---------- THE RECORDS

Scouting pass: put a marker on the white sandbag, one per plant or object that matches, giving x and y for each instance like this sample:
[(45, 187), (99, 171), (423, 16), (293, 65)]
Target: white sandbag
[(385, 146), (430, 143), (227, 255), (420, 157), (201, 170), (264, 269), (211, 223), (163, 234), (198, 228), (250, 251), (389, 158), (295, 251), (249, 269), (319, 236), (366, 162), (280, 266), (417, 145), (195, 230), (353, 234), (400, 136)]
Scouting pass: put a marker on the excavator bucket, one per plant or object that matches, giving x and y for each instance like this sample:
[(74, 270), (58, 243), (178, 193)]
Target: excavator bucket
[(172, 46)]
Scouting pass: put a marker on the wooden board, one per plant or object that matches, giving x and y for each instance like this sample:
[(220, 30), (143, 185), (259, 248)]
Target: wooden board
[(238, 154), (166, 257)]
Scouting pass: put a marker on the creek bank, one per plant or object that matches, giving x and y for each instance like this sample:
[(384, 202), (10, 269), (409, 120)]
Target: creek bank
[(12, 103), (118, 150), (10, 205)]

--------------------

EXERCISE DIRECTIONS — Your answer should be the lines from the one containing "[(74, 270), (58, 243), (178, 193)]" to the end of the entries above, restated exactly and alone.

ANSWER SECTION —
[(74, 270), (58, 243), (178, 193)]
Target: excavator bucket
[(172, 46)]
Scouting pass: put a marker on the wooden board, one per plant or object that matches, giving x and y for each instance like this sample:
[(220, 30), (143, 185), (259, 248)]
Target: wooden board
[(238, 154), (166, 257)]
Scouting pass: put a marker on the creek bank, one per plant or object that matches, giving x and y for each instance like this sample:
[(384, 202), (10, 269), (409, 120)]
Target: creek bank
[(12, 103), (118, 150), (10, 205)]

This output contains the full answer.